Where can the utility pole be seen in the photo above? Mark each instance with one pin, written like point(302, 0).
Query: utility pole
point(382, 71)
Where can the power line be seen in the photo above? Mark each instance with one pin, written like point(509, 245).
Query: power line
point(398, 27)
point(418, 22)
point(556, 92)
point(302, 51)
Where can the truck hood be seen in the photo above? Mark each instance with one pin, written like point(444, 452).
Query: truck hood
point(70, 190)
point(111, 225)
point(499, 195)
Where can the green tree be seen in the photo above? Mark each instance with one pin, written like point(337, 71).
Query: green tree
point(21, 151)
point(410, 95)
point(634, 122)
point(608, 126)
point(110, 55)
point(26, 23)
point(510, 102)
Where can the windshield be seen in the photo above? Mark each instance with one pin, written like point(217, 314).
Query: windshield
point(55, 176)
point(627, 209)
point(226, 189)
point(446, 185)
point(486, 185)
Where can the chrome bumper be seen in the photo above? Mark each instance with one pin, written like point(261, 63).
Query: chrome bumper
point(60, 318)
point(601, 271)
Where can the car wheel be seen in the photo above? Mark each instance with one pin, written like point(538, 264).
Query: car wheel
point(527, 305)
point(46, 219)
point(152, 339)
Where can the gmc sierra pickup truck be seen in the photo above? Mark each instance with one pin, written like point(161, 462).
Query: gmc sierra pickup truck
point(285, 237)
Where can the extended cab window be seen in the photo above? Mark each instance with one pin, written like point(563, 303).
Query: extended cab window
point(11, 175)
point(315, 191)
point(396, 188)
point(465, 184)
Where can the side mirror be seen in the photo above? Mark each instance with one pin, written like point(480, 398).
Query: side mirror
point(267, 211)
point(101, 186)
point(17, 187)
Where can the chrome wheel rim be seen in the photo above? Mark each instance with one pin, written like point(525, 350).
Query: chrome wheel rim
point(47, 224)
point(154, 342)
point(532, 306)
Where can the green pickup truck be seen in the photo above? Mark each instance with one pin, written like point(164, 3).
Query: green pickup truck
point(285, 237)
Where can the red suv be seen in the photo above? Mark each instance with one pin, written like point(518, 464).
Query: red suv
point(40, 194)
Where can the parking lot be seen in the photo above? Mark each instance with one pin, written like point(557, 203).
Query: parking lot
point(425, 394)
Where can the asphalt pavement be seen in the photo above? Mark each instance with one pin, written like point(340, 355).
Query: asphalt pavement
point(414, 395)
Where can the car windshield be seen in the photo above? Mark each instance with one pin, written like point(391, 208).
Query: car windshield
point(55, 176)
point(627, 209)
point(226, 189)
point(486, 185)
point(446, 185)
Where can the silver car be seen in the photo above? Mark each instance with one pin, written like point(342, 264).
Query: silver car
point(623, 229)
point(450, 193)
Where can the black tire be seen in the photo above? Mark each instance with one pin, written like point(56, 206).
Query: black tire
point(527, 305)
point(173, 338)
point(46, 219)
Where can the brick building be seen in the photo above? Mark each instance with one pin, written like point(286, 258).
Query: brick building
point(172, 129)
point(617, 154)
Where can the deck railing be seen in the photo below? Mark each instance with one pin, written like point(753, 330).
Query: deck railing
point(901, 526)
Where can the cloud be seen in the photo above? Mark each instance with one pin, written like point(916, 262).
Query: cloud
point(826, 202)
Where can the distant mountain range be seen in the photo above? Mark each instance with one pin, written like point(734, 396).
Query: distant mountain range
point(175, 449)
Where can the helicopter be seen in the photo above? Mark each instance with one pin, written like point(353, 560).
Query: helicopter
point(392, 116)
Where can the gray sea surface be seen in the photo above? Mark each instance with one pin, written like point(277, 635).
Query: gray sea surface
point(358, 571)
-=-=-=-=-
To be done =
Turn all of the items above into a numbered list, one line per entry, omitting any blank lines.

Correct response =
1. Where can the utility pole be seen in the photo above? Mark each instance with one pin, written like point(302, 0).
2. Query: utility pole
3. point(382, 71)
4. Where can the power line be seen in the photo above? Mark each instance with one pin, written like point(509, 245).
5. Query: power line
6. point(398, 27)
7. point(418, 22)
8. point(556, 92)
9. point(302, 51)
10. Where can the truck hood be seen in the photo above? Mark each instance with one pin, written like point(444, 452).
11. Query: truck hood
12. point(70, 190)
13. point(111, 225)
14. point(499, 195)
15. Where can the green tree be seen in the photo above? Mark each instance with one pin, written like point(337, 71).
16. Query: green tree
17. point(21, 151)
18. point(410, 95)
19. point(634, 122)
20. point(608, 126)
21. point(110, 55)
22. point(26, 23)
23. point(510, 102)
24. Where can the windshield be seen in the photo above? Mark each instance with one pin, written like point(217, 314).
25. Query: windshield
26. point(55, 176)
27. point(627, 209)
28. point(226, 189)
29. point(446, 185)
30. point(486, 185)
31. Where can the chrome bumper be seen in the photo above? Mark each instance with one pin, written like point(261, 63).
32. Query: chrome bumper
33. point(60, 318)
34. point(601, 271)
35. Where can the car wheel be seen in the photo above? Mark each instance with one pin, written like point(538, 264).
36. Query: car wheel
37. point(527, 305)
38. point(46, 219)
39. point(152, 339)
40. Where can the gmc sierra pickup truck be seen in the photo above? Mark each instance with one pin, written like point(161, 462).
41. Query: gmc sierra pickup truck
42. point(285, 237)
43. Where can the extended cab window be seen in the photo above? Mark each instance with one pin, written like point(563, 303).
44. Query: extended cab window
45. point(11, 175)
46. point(315, 191)
47. point(396, 188)
48. point(465, 184)
49. Where can the side mirror be seen in the photo above? Mark each instance with one pin, written like point(480, 398).
50. Query: side mirror
51. point(267, 211)
52. point(101, 186)
53. point(17, 187)
54. Where can the chrome wheel rim be seen in the photo above? Mark each instance with one pin, written like point(525, 350).
55. Query: chrome wheel rim
56. point(47, 224)
57. point(154, 342)
58. point(532, 306)
59. Where can the green pickup truck be seen in the photo above? Mark each instance with one pin, written like point(164, 3).
60. Query: green pickup truck
61. point(285, 237)
62. Where can the red suv be seen in the photo above? Mark each instance with one pin, written like point(518, 464).
63. Query: red suv
64. point(40, 194)
65. Where can the parking lot be seen in the photo above? Mark each instance with one pin, written like point(557, 203).
66. Query: parking lot
67. point(425, 394)
68. Where can the asphalt pavement be seen in the photo above? Mark each instance with one pin, written like point(340, 355).
69. Query: asphalt pavement
70. point(414, 395)
71. Where can the car windshield be seen in the photo above? Mark each instance with one pin, written like point(391, 208).
72. Query: car windshield
73. point(55, 176)
74. point(627, 209)
75. point(226, 189)
76. point(486, 185)
77. point(446, 185)
78. Where can the silver car be seen in the photo above? Mark each instance with one pin, written like point(342, 264).
79. Query: silver car
80. point(623, 229)
81. point(450, 193)
82. Where can the black tire be seen in the photo above? Mark each instance with one pin, written like point(56, 206).
83. Query: black tire
84. point(527, 305)
85. point(173, 338)
86. point(46, 219)
87. Where can the brick building be seen in the photo above? Mark each instance with one pin, written like point(286, 258).
88. Query: brick building
89. point(172, 129)
90. point(617, 154)
91. Where can the deck railing be seen in the photo below? Mark each instance with one pin, written like point(753, 330).
92. Query: deck railing
93. point(901, 526)
94. Where can the cloud be seen in the photo above? Mark each instance with one pin, written like point(916, 262).
95. Query: cloud
96. point(826, 202)
97. Where can the distant mountain range be seen in the photo above? Mark each instance with one pin, written like point(734, 396).
98. Query: distant mountain range
99. point(175, 449)
100. Where can the helicopter be seen in the photo above? Mark each instance with one pin, written like point(353, 560).
101. Query: helicopter
102. point(392, 116)
103. Where can the gray sea surface be seen in the photo above? Mark each instance with one pin, written like point(277, 635).
104. Query: gray sea surface
105. point(358, 571)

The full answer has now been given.